David Minter is currently the President of the
 International Society for Fungal Conservation 
and during the recent third congress of the society 
ran a workshop on how to become fungal conservation 
champions, such as by editing wikipedia entries 
(Image Lyn Allison).
If you want to know more details about why usage matters, for fungal conservation in particular, check out ISFC website.

What Wikipedia pages can you edit? If you register, you should be able to be edit most pages. You may want to protect your privacy by signing up under a ‘pen name’ or ‘avatar’.

Good places to start updating Wikipedia include country pages (look under environment or biodiversity subsections), conservation pages, your favourite ‘patch’ such as local conservation areas or national parks, regional and local government areas, etc. The list is huge, which is why I suggest we all become part time editors. Do not forget that Wikipedia is available in many languages, so you can also update or even create pages in other languages if you are proficient!

In cases where less accurate authors simply write “fauna and flora” to mean the species found in a document and you don't want to use biota or ‘animals, fungi and plants’ you could simply use ‘organism’ (this is outlined here )

Remember that 72% of Australasian macrofungi are endemic (Mueller & Schmit 2007; Mueller et al.,  2007), so they are ours to conserve. Raising awareness of the needs of fungi for conservation are important. I hope we can increase the understanding of our region’s wonderful biodiversity. If you want to know more about Australian Biodiversity you should read Chapman (2009); his estimates suggest that Australian biodiversity comprises: 
·         Fungi 9%
·         Plants 5%
·         ‘Microbes’ 28% (Archaea, Bacteria and Protista).
·         Animals 58%:
o   Vertebrates (birds, fish, mammals, reptiles etc) less than 2%
o   Invertebrates 56%

Species scape – the larger the organism the more species! (Yves Basset & Isabelle Bachy).
So sadly to date most of our efforts in understand biodiversity have likely focused on only  around 7% of Australia’s species.

When editing, please don't forget to give a short reason as to why the text has been changed. Wikipedia protects itself from malicious robots by checking this. It is also worth keeping track of your edited text as other editors may want to revert to the status quo. Keeping edits in format free programs like notepad are best as wiki pages are in html. Remember that information that is not supported by citation is easily modified or removed. (Below are some references that you may want to cite for Australian and Australasian fungi.)

Questions:
(a) Answer these from the post on editing Wikipedia for fungal conservation, one answer per line:
(i) What percentage of Australasian macrofungi are endemic?
(ii) In Chapman's estimates, what share of Australian biodiversity is fungi?
(iii) What kind of program does the post say is best for keeping edits?
(b) For each statement, say whether it agrees with the post on editing Wikipedia for fungal conservation, and quote the words that decide it:
(i) Wikipedia is available only in English.
(ii) Chapman's estimates put invertebrates at 56% of Australian biodiversity.
(iii) Information without a citation is hard to change.
(c) Carry on the post on editing Wikipedia for fungal conservation, starting after its final sentence.
The material that comes after this post has no part in any of this.

Recorded information:
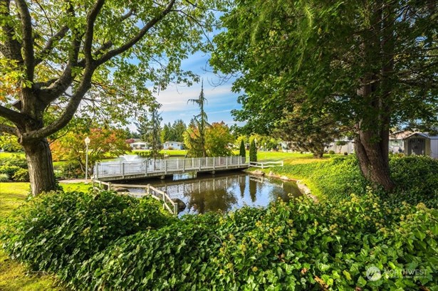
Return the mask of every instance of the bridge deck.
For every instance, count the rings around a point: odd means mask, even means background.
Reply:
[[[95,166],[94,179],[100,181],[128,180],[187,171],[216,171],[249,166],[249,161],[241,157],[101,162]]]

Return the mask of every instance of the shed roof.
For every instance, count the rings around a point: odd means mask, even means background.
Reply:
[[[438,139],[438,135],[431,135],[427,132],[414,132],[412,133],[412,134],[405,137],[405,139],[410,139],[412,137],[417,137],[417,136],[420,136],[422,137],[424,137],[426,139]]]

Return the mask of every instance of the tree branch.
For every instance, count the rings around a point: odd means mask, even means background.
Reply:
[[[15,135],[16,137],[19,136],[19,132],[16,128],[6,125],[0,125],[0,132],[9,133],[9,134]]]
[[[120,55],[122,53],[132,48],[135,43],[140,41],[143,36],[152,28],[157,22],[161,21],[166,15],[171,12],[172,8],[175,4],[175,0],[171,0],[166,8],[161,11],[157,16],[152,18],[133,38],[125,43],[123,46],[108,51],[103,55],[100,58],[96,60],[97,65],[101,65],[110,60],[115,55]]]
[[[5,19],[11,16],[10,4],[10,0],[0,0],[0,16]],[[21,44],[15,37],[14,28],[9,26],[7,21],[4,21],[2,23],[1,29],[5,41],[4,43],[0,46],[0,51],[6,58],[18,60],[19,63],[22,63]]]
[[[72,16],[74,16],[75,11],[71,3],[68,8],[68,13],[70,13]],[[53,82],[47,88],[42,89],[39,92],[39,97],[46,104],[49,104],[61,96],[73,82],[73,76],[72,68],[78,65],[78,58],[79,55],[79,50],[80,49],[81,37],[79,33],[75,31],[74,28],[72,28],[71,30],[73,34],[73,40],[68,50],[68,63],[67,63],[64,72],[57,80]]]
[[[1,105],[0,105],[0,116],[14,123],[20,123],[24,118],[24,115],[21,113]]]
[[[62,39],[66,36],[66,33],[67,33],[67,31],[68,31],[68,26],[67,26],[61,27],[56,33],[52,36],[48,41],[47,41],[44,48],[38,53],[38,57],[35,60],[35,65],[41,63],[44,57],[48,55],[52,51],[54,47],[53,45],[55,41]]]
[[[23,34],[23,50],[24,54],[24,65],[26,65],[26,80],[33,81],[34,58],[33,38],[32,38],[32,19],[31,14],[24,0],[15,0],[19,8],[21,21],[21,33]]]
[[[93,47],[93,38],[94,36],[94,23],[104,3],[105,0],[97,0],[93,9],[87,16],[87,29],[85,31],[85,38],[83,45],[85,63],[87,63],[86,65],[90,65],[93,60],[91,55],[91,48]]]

Exercise answers:
(a)
(i) 72%
(ii) 9%
(iii) Format-free programs like Notepad

(b)
(i) No: "Do not forget that Wikipedia is available in many languages"
(ii) Yes: "Invertebrates 56%"
(iii) No: "Remember that information that is not supported by citation is easily modified or removed."

(c)
If you would like inspiration you should check out the site for Wombat State Forest particularly section 4 ‘Fauna, fungi and flora’.

If you can upload pictures into Wikipedia it takes a few days but well worth it: ‘sexy fungi’ pictures are always appealing!

If you end up wanting to change more than a word or two you should read up on how to cite in Wikipedia 

Happy editing and correcting on behalf of accuracy and fungal conservation!

Sapphire McMullan-Fisher, Chair of Fungimap Conservation and Biodiversity Subcommittee and Australasian representative on the Council of the International Society for Fungal Conservation.


Chapman, AD. (2009) Numbers of living species in Australia and the world. Australian Biological Resources Study, Canberra. <>

Hawksworth, DL. (1996). Biodiversity: measurement and estimation. Springer..

Minter D. (2011) Botanists and zoologists fungal conservation needs you.

Mueller GM, Schmit JP. (2007). Fungal biodiversity: what do we know? What can we predict? Biodiversity and Conservation 16: 1–5.

Mueller, GM, Schmit, JP , Leacock, PR, Buyck, B, Cifuentes, J, Desjardin, DE, Halling, RE, Hjortstam, K, Iturriaga, T, Larsson, K-H, Lodge, DJ, May, TW, Minter, D, Rajchenberg, M, Redhead, SA, Ryvarden, L, Trappe, JM, Watling, R, Wu, Q. (2007) Global diversity and distribution of macrofungi. Biodiversity and Conservation, 16, 37-48.